# INFORMATION SUPPLIED:
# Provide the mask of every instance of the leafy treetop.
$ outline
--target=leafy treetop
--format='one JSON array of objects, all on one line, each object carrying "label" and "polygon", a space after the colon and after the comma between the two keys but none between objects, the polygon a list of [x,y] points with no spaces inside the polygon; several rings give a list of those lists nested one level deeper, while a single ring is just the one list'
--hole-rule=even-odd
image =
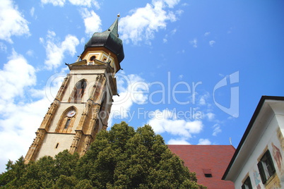
[{"label": "leafy treetop", "polygon": [[64,150],[6,167],[4,188],[205,188],[150,126],[135,130],[125,122],[100,131],[81,158]]}]

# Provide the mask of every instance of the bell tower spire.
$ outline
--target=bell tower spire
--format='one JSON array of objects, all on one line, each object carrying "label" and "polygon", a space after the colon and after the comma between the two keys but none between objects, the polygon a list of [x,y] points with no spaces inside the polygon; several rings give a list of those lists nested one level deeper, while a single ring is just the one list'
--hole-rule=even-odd
[{"label": "bell tower spire", "polygon": [[50,105],[25,161],[55,156],[69,150],[85,154],[96,134],[107,127],[113,95],[117,94],[115,73],[124,58],[118,35],[119,16],[102,32],[95,32]]}]

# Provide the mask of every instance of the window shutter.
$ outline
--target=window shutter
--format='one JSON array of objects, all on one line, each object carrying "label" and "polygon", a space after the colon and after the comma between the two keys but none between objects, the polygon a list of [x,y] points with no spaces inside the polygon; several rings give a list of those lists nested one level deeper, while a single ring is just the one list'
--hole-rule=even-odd
[{"label": "window shutter", "polygon": [[272,160],[271,155],[269,152],[269,150],[267,150],[267,152],[266,152],[266,157],[269,161],[269,166],[271,169],[271,170],[269,170],[270,171],[269,175],[271,176],[275,173],[275,167],[274,167],[273,161]]},{"label": "window shutter", "polygon": [[266,182],[266,177],[265,176],[264,169],[262,166],[261,161],[257,164],[257,166],[259,167],[259,174],[261,175],[262,183],[264,184]]}]

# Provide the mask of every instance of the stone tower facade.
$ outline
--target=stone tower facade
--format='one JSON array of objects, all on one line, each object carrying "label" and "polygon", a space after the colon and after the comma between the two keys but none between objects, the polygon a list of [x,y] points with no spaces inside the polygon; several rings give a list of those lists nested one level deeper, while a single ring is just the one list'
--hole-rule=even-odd
[{"label": "stone tower facade", "polygon": [[85,45],[36,132],[25,161],[69,150],[85,154],[96,134],[107,127],[112,96],[117,94],[115,73],[124,59],[118,18]]}]

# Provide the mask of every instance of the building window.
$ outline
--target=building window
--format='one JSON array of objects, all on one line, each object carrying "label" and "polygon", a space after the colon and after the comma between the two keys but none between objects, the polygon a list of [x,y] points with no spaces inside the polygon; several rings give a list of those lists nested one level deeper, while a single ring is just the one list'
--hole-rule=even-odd
[{"label": "building window", "polygon": [[62,114],[60,121],[58,122],[56,133],[70,133],[75,121],[76,111],[74,107],[67,109]]},{"label": "building window", "polygon": [[267,180],[275,173],[273,162],[269,150],[264,153],[264,156],[257,164],[262,183],[266,183]]},{"label": "building window", "polygon": [[203,173],[204,173],[204,176],[207,177],[207,178],[211,178],[212,177],[212,172],[211,172],[211,169],[203,169]]},{"label": "building window", "polygon": [[248,176],[242,185],[242,189],[252,189],[251,178]]},{"label": "building window", "polygon": [[68,126],[70,125],[71,118],[67,119],[66,123],[65,124],[64,129],[68,128]]},{"label": "building window", "polygon": [[85,80],[79,81],[76,85],[70,102],[81,102],[84,94],[87,83]]},{"label": "building window", "polygon": [[92,56],[90,58],[90,61],[95,61],[95,56]]}]

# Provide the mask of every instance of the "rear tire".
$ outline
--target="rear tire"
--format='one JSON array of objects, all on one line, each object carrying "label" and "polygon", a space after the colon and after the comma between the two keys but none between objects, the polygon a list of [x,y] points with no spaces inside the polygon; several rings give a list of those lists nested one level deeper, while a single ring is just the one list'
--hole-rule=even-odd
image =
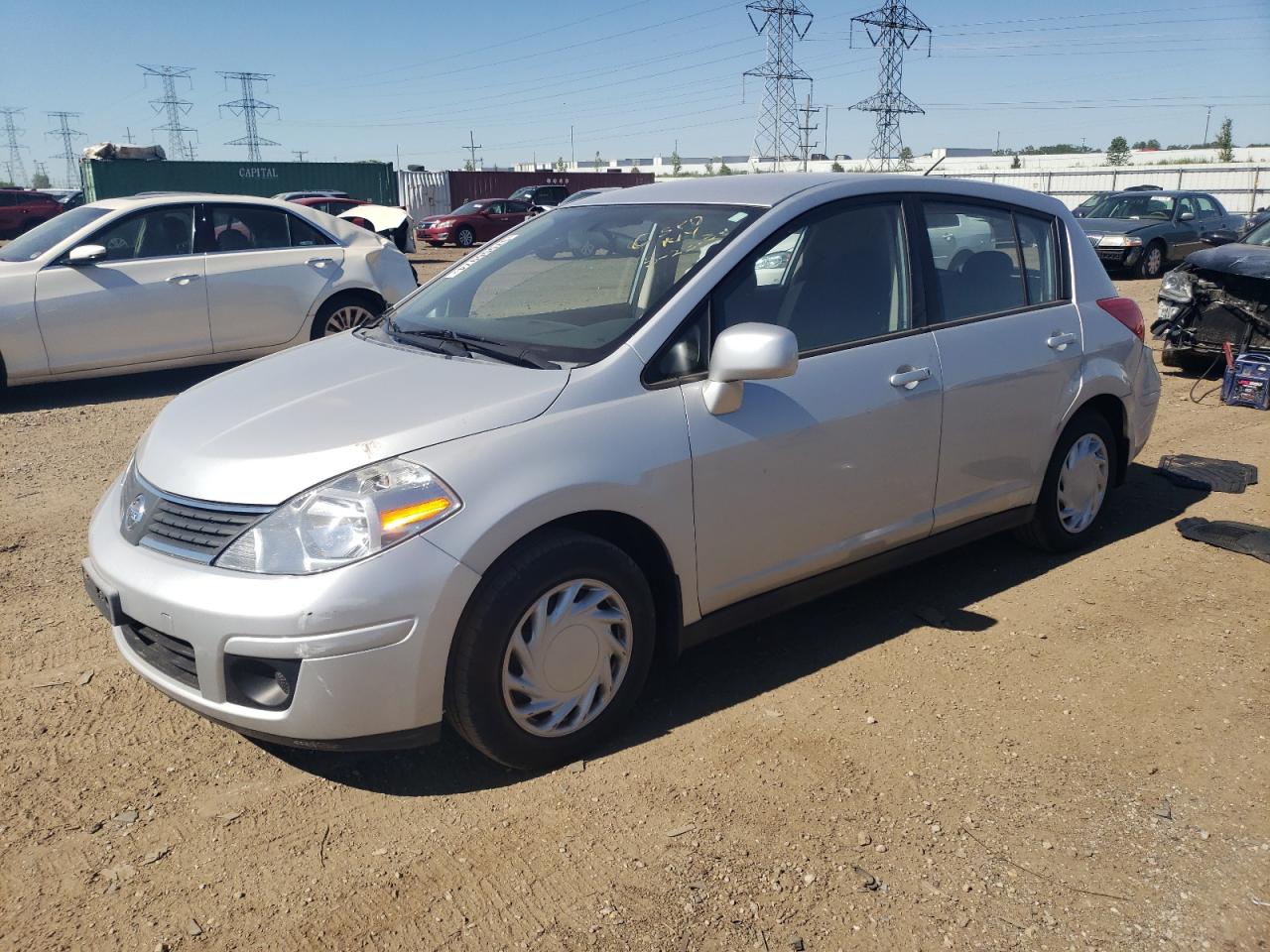
[{"label": "rear tire", "polygon": [[1101,414],[1080,411],[1054,446],[1033,520],[1016,531],[1017,538],[1045,552],[1087,545],[1106,510],[1116,446]]},{"label": "rear tire", "polygon": [[635,561],[561,531],[513,550],[455,632],[446,712],[507,767],[577,760],[626,718],[648,679],[657,613]]}]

# EXERCISE TASK:
Count the lines of the records that contain the string "tower", and give only that number.

# SOLUTION BELOW:
6